The task: The entries underneath need to be duplicated exactly, with none omitted.

Region pointing data:
────────────────────
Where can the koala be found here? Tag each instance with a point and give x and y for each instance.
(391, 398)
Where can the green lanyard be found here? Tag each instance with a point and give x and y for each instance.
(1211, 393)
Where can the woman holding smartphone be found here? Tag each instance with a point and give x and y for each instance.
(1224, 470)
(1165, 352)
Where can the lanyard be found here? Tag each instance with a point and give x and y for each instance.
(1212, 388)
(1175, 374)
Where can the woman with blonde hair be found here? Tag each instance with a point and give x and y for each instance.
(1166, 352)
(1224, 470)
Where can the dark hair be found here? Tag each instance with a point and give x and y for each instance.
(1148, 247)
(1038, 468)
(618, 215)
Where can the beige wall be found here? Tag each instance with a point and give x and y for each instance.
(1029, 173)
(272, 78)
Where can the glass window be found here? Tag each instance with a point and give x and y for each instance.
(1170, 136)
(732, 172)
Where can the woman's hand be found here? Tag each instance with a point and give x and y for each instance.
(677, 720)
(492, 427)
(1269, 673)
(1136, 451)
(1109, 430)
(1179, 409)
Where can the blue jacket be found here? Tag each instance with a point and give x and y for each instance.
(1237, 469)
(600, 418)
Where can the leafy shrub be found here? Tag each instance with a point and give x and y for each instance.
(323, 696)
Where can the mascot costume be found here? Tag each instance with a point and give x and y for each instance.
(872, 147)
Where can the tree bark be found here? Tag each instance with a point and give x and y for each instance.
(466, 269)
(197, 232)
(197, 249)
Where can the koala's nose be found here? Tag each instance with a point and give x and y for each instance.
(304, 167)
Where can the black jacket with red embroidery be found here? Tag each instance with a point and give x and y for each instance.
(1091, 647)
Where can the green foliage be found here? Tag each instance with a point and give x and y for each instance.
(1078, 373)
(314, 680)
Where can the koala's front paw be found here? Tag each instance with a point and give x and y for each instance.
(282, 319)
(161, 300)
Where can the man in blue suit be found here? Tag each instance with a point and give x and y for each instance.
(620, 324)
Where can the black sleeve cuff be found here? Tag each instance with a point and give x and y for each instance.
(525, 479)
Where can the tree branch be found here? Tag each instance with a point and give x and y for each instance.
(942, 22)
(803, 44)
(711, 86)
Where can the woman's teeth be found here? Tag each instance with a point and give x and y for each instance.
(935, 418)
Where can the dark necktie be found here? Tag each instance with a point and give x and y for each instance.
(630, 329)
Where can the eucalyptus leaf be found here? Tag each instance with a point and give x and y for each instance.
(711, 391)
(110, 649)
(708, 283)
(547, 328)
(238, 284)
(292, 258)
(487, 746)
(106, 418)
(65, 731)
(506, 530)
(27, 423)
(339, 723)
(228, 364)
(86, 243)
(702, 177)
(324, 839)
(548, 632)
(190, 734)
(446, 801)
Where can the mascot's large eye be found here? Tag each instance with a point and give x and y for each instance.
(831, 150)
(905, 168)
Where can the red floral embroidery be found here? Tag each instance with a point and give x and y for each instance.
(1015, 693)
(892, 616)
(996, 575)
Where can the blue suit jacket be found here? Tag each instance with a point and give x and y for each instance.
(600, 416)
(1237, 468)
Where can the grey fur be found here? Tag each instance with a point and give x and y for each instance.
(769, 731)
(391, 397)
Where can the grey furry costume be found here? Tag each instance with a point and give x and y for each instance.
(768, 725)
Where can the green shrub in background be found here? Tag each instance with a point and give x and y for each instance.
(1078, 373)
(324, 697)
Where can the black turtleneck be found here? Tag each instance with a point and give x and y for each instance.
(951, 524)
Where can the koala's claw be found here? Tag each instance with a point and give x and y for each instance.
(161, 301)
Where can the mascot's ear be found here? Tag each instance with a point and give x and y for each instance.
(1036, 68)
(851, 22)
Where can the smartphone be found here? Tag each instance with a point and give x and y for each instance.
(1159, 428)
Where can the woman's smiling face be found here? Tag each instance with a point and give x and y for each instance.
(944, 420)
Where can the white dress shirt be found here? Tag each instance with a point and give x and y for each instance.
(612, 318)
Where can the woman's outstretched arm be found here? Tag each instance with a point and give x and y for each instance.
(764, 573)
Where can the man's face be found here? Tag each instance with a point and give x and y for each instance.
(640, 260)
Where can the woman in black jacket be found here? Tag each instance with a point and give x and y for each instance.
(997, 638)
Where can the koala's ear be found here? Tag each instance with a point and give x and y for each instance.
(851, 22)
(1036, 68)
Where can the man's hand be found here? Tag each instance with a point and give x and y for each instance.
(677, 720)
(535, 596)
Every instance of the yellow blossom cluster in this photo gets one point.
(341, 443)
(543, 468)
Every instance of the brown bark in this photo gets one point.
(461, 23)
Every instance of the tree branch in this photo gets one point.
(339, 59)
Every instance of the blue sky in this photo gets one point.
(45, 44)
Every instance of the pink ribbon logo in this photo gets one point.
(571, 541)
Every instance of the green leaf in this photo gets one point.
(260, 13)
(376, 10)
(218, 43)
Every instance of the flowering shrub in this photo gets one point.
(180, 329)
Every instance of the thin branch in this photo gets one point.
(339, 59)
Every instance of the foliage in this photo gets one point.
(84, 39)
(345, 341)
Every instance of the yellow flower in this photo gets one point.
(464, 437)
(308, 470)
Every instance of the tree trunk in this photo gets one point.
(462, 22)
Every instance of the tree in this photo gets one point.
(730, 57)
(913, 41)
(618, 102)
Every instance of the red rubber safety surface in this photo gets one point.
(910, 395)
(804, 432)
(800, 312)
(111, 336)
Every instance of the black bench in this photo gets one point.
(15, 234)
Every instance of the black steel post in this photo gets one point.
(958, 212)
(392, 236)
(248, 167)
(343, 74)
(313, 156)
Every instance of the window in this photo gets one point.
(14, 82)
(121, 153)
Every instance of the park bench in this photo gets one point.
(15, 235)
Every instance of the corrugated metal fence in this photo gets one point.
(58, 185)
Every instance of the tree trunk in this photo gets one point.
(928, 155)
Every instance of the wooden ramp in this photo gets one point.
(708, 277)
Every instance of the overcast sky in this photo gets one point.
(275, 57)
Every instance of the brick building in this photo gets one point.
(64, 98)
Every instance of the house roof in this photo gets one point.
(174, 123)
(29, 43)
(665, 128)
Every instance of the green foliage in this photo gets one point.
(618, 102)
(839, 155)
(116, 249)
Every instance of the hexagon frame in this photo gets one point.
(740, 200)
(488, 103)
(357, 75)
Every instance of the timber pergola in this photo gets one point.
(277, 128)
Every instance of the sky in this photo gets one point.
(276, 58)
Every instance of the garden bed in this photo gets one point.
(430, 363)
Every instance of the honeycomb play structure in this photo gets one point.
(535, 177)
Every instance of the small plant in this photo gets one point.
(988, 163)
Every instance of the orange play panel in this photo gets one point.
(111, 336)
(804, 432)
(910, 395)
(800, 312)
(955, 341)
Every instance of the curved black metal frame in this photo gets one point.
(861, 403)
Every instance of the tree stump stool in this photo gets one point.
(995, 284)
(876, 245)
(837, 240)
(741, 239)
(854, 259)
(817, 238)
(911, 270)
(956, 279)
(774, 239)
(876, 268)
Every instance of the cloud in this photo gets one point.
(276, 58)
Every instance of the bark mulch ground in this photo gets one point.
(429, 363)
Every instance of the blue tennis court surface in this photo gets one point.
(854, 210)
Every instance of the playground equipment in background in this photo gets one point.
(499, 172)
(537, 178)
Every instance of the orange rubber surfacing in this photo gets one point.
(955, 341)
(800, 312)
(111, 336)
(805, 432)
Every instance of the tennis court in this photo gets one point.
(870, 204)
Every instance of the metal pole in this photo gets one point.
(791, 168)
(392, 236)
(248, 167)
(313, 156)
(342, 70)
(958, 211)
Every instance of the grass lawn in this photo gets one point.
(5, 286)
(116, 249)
────────────────────
Finished exercise:
Where can the koala be found here? Tag each instance with a point and give x and y for each instance.
(391, 398)
Where can the green lanyard be found here? Tag each instance with a point and give x and y for each instance.
(1211, 393)
Where can the woman holding smartphone be found here? Tag each instance with a point and give x and y for each instance.
(1224, 470)
(1165, 352)
Where can the lanyard be found here? Tag each instance with a point and give x and y for each instance.
(1212, 388)
(1175, 374)
Where can the woman with blonde hair be found here? Tag each instance with a point and give x and y for each instance.
(1166, 352)
(1224, 470)
Where can the dark hair be found here? Tag each instance with a point and give x and y for each instance.
(1148, 247)
(1038, 468)
(618, 215)
Where can the beige wall be found here? Tag each instance with a point and give x and y for each instance.
(1029, 173)
(272, 78)
Where can the glass window be found here? Tag each instance with a point and give x and y for each instance.
(1170, 136)
(732, 172)
Where can the woman's hand be found here? Tag each instance with a point and give x and y for each instance.
(677, 720)
(492, 427)
(1269, 673)
(1136, 451)
(1109, 430)
(1179, 409)
Where can the blue jacket be found here? Tag each instance with a point and give x and y for each instance.
(1237, 469)
(600, 418)
Where can the leafy shrub be found here? Tag each instance with a point and give x and y for each instance.
(323, 696)
Where can the mascot costume be found here? Tag each instance with a point and give x and y for each instance.
(872, 147)
Where can the tree bark be found here? Tag each instance with a point and give x and y for each instance.
(466, 269)
(197, 232)
(197, 249)
Where can the koala's nose be found here? Tag each instance with a point and give x and y for each instance.
(304, 167)
Where can the black jacket with red embroidery be found here? Tag each instance with a point and give x and y for each instance.
(1091, 647)
Where can the green foliage be found here? Tag each instance with a point and give x and y for each instance.
(1078, 373)
(314, 680)
Where can the koala's front paw be found here? Tag each instance with a point and give x and y for each instance.
(282, 319)
(161, 300)
Where can the man in blue suit be found here? Tag each instance with a point and give x and y for each instance.
(620, 324)
Where can the black sleeve cuff be found here? Tag each instance with a point and give x and y for each instance.
(525, 479)
Where can the tree branch be found here? Tag each instance with a point and give x and y for each instance.
(942, 22)
(803, 44)
(711, 86)
Where can the woman's teeth be found here? Tag each instance with a point and give x and y for each instance.
(935, 418)
Where can the dark necktie be found here? Tag each instance with a point and give x and y for each instance.
(630, 329)
Where can the eucalyptus leaf be found here? Tag each instance with a point and give x and y for each instance.
(711, 391)
(110, 649)
(708, 283)
(547, 328)
(238, 284)
(292, 258)
(487, 746)
(106, 418)
(65, 731)
(506, 530)
(27, 423)
(339, 723)
(228, 364)
(86, 243)
(702, 177)
(324, 839)
(548, 632)
(190, 734)
(446, 801)
Where can the mascot's large eye be found here? Tag each instance with a point and give x and y for each instance.
(831, 150)
(905, 168)
Where can the red floral embroidery be found here? Tag each instance with a point and give x and y for each instance.
(1015, 693)
(892, 616)
(996, 575)
Where can the blue suit jacket be found here? Tag each instance with a point and give x and y for each instance.
(600, 416)
(1237, 468)
Where can the grey fur be found here? Tag each instance with a point and give x and y for each instance.
(769, 731)
(391, 397)
Where can the grey furry costume be found here? Tag each instance with a point and give x and y for each instance.
(768, 725)
Where can the green shrub in background be found here? Tag each instance with a point and give x and y for each instance.
(1078, 373)
(324, 697)
Where can the black turtleneck be found here? Tag each instance with a point and give x and y for each instance.
(951, 524)
Where can the koala's claw be found here? Tag each instance with a point and give x and y for each instance.
(161, 301)
Where can the mascot's ear be found here? Tag each instance with a point and give x and y for each instance.
(1036, 68)
(851, 22)
Where can the smartphone be found here? Tag each instance with a point and give x and y for each instance.
(1159, 428)
Where can the woman's smiling face be found here? Tag each instance with a point and give x and y for each instance.
(944, 420)
Where can the white dress shirt be found here? Tag each instance with a point and give x and y for each instance.
(612, 318)
Where can the woman's outstretched arm be found here? Tag each instance with a point and give x and y for each instance.
(764, 573)
Where can the man's face be found here? Tag each instance with a point and give x and y for each instance.
(640, 260)
Where can the woman in black jacket be found here? Tag each instance with a point and give x and y for each instance.
(997, 638)
Where can the koala's ear be found here? Tag each instance with a point and give x and y for each instance.
(851, 22)
(1036, 68)
Where can the man's hand be found here? Tag each instance with a point and give x and y for each instance.
(677, 720)
(535, 596)
Every instance of the yellow blossom cluster in this photo gets one point.
(341, 443)
(543, 468)
Every instance of the brown bark in this photo gets one point.
(461, 23)
Every instance of the tree branch in this photo gets one point.
(339, 59)
Every instance of the blue sky in this photo gets one point.
(45, 44)
Every instance of the pink ribbon logo in this photo gets one point.
(571, 541)
Every instance of the green leaf in this photo gets one point.
(260, 13)
(376, 10)
(218, 43)
Every instance of the flowering shrub in this photo gets one point.
(180, 329)
Every instance of the thin branch in this photo gets one point.
(339, 59)
Every instance of the foliage in this photo gets one point.
(84, 39)
(345, 341)
Every instance of the yellow flower in this photo gets one point.
(464, 437)
(308, 470)
Every instance of the tree trunk in this photo gets one point.
(462, 22)
Every instance of the tree in this photo gets one point.
(730, 57)
(913, 41)
(618, 102)
Every instance of the red rubber safety surface in this photo gets one point.
(910, 395)
(804, 432)
(800, 312)
(111, 336)
Every instance of the black bench in this photo gets one point.
(15, 234)
Every instance of the black steel post in this photo gets one point.
(958, 212)
(392, 236)
(248, 167)
(343, 74)
(313, 156)
Every instance of the window in this photo gets one point.
(14, 82)
(121, 153)
Every instance of the park bench in this photo gets one point.
(15, 235)
Every instance of the corrugated metal fence in this photo gets one point.
(58, 185)
Every instance of the tree trunk in this photo gets one point.
(928, 155)
Every instance of the wooden ramp in this photo gets one point.
(708, 277)
Every instance of the overcast sky in this photo gets one point.
(275, 57)
Every instance of the brick building in this photo gets one point.
(64, 98)
Every instance of the house roof in this photo gets one point.
(174, 123)
(29, 43)
(665, 128)
Every instance of the green foliage in this photo gets one point.
(618, 102)
(839, 155)
(116, 249)
Every instance of the hexagon frame in this photo gets one point.
(740, 200)
(488, 103)
(357, 75)
Every instance of the timber pergola in this photo gets one point.
(277, 128)
Every instance of the sky in this photo gets one point.
(276, 58)
Every instance of the garden bed in this photo gets one point.
(430, 363)
Every instance of the honeycomb play structure in this photo gets one point.
(535, 177)
Every instance of the small plant in this photo gets one point.
(988, 163)
Every instance of the orange play panel in this photo gets one point.
(111, 336)
(804, 432)
(910, 395)
(800, 312)
(955, 341)
Every instance of the curved black metal frame in this photo gets one point.
(861, 403)
Every instance of the tree stump stool in this photo gets one point.
(995, 284)
(876, 245)
(837, 240)
(741, 239)
(854, 259)
(817, 238)
(911, 270)
(956, 279)
(774, 239)
(876, 268)
Every instance of the cloud in this photo gets one point.
(276, 58)
Every instance of the bark mulch ground in this photo gets one point.
(429, 363)
Every instance of the blue tennis court surface in this photo gets one point.
(854, 210)
Every instance of the playground equipment in background in this photo gets one point.
(499, 172)
(537, 178)
Every instance of the orange rubber surfacing in this photo gets one point.
(955, 341)
(800, 312)
(111, 336)
(805, 432)
Every instance of the tennis court in this photo gets one point.
(870, 204)
Every instance of the metal pole in this photo gets one point.
(791, 168)
(392, 236)
(248, 167)
(313, 156)
(342, 70)
(958, 211)
Every instance of the grass lawn in this photo gets one point.
(5, 286)
(116, 249)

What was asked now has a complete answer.